(Items drawn from a data source)
════
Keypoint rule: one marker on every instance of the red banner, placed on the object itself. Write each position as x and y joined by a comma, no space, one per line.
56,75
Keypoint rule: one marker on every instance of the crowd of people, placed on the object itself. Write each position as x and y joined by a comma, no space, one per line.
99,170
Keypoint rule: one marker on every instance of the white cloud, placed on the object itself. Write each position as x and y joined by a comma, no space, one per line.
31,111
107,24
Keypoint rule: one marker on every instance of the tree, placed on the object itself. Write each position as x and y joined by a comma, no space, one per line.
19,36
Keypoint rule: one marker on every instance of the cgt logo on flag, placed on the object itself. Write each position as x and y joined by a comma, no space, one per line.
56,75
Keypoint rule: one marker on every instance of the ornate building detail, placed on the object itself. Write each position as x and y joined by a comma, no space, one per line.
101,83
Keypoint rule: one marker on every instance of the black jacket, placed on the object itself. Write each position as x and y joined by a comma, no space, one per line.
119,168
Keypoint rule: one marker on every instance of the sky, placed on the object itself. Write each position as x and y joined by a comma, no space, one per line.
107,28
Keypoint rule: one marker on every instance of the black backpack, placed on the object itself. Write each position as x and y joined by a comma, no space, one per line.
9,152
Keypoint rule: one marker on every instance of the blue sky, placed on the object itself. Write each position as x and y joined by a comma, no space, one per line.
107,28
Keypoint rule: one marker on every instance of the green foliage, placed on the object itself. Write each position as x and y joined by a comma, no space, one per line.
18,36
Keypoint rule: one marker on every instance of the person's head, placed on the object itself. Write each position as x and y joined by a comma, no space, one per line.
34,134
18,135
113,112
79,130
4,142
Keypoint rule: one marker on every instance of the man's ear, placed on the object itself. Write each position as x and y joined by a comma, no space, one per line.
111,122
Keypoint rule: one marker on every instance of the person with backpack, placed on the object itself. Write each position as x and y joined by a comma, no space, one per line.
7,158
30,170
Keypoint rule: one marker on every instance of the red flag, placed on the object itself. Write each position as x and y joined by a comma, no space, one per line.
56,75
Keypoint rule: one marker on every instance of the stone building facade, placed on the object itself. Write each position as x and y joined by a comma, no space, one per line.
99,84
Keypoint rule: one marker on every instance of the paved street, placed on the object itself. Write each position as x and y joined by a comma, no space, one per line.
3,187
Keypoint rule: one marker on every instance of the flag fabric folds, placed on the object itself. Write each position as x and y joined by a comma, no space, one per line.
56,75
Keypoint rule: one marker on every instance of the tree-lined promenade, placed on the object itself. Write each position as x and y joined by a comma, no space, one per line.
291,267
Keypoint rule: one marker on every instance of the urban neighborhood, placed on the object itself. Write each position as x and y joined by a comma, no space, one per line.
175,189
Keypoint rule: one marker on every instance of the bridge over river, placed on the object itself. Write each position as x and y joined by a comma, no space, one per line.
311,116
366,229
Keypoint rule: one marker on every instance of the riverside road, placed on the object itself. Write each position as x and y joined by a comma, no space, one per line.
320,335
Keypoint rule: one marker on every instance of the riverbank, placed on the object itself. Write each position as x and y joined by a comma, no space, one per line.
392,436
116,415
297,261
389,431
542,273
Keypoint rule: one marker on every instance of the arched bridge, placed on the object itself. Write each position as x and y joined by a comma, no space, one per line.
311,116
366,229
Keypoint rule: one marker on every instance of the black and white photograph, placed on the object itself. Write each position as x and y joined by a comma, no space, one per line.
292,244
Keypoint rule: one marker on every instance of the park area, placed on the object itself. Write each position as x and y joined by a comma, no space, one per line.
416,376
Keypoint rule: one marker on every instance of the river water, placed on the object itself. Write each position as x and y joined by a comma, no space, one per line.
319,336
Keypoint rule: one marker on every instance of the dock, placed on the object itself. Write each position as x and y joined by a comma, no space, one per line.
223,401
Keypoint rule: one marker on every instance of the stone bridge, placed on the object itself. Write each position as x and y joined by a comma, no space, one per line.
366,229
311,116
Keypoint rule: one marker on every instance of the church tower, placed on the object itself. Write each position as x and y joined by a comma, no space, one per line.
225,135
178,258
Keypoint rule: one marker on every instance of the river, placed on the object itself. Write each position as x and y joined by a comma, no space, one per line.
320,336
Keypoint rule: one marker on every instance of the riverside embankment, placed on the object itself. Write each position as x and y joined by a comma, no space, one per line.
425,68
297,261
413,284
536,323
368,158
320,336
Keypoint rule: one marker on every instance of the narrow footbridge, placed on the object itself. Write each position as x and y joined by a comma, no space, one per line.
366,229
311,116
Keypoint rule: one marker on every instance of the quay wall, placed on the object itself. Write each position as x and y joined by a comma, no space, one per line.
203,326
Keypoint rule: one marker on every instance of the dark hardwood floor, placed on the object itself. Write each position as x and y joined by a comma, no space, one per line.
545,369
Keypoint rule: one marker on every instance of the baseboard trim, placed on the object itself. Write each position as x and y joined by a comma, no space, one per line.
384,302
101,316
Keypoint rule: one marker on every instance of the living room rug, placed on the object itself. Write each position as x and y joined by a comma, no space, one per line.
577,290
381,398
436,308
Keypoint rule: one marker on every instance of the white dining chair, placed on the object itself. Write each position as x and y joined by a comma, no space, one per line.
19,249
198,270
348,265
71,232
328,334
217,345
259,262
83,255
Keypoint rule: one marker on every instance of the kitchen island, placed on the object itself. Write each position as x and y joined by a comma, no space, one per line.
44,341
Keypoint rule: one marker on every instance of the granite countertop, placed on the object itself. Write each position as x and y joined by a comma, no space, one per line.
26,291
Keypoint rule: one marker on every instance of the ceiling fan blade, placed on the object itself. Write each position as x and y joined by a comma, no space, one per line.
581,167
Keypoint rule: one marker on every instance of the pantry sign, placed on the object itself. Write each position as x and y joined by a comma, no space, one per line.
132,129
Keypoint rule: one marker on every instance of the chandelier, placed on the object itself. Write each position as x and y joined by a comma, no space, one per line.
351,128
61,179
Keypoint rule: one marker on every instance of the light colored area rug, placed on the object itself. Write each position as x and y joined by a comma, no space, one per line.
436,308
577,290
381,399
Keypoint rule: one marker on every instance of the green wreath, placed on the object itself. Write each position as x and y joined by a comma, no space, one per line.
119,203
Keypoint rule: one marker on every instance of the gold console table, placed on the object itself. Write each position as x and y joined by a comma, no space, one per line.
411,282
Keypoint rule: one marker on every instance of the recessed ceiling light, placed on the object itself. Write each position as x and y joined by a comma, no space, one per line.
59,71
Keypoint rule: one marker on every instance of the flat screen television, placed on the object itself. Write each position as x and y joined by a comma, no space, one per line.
════
## Task prompt
Rewrite every line from the one containing "Keypoint rule: one marker on every instance of the gold" through the end of the lines, keeping each line whole. Multiply each point coordinate by 2.15 and round it to a whole number, with halves rounded up.

## Result of this task
Keypoint rule: one marker on every instance of the gold console table, placed on the object itself. Write each position as x and y joined by a comma, no space, one per line.
884,606
Keypoint rule: one marker on every instance of the recessed ceiling light, placed on the object itself. Write each position as x and y joined by a comma, no space, one per line.
127,153
Keypoint rule: one marker on every instance of the flat screen television, placed on the object itself. Write each position as x and y joined by a comma, no space, one per line.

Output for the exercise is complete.